***** TASK INPUT
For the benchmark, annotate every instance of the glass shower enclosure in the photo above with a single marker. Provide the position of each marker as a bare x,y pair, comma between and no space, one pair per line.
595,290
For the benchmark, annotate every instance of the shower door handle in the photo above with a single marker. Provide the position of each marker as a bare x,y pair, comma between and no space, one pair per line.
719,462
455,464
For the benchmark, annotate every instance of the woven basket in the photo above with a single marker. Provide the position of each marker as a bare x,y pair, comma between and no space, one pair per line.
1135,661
**********
Write out every line of the records again, requests included, and add -150 to each x and y coordinate in the answers.

For the benchmark, annotate every instance of the glass shower enclosure in the photo above with a single marker. Provide the position of each marker as a bare x,y pair, comma between and no space, one pair per line.
445,140
For the benchmark, annotate every instance of the shower door handle in the photo above with a single marker. Provide the position of each marker as a bare x,y pair, comma between and no space, one pair per line.
569,312
305,314
For the benchmark, annotate every instance of the woven basket in the photo above with a single marker. Provide the position of each marker as a bare x,y pair, comma between and no space, one pair per line.
985,511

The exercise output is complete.